What is expected:
Copy the records below line for line, without changing anything, and leave the pictures out of your copy.

>>>>

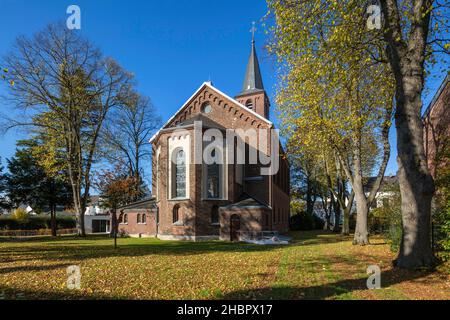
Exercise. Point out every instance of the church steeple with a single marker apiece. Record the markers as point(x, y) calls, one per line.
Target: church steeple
point(253, 95)
point(253, 80)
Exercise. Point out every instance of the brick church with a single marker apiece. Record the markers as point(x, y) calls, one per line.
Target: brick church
point(220, 200)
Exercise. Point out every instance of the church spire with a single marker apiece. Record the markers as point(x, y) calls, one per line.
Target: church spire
point(253, 80)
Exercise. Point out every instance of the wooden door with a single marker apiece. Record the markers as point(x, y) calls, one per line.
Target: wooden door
point(235, 226)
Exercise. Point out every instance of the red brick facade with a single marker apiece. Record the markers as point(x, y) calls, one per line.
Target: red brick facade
point(138, 219)
point(437, 128)
point(195, 213)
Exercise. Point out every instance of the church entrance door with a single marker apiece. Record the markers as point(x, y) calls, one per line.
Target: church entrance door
point(235, 225)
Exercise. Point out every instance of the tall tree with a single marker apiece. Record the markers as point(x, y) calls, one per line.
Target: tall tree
point(27, 183)
point(413, 30)
point(117, 189)
point(59, 73)
point(126, 137)
point(4, 203)
point(332, 92)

<<<<

Answer to the exercise:
Exercise. Point out every instance of the church steeple with a single marker apiece. Record the markers as point(x, y) calls, one per line.
Target: church steeple
point(253, 95)
point(253, 80)
Exercise. Point out every instance of the brick church with a single marker apiece. Record the markers as point(x, y) calls, one per line.
Target: brick church
point(220, 200)
Exercise. Point out every instance of the church spire with a single marker apiece. Record the markers as point(x, y) calls, one per line.
Target: church spire
point(253, 80)
Exercise. Point out every instance of the wooden door with a single marker apiece. Record the markers as point(x, y) calls, one per line.
Target: wooden door
point(235, 226)
Exercise. Point out every instance of the red brick facade with a single marker apiece. Record the markers as point(x, y) calls, one per line.
Target: red brick facade
point(138, 219)
point(437, 128)
point(195, 213)
Exercise. Point out every instance of the church entrance door with a single marker apiece. Record the markers as point(x, y) calls, one per line.
Target: church entrance door
point(235, 225)
Exercise. Point out every instance of the tall tree with a single marker apiece. Record the markers as point(x, y) calls, one per line.
Target: tall tree
point(27, 183)
point(413, 30)
point(117, 189)
point(59, 73)
point(126, 137)
point(4, 203)
point(332, 92)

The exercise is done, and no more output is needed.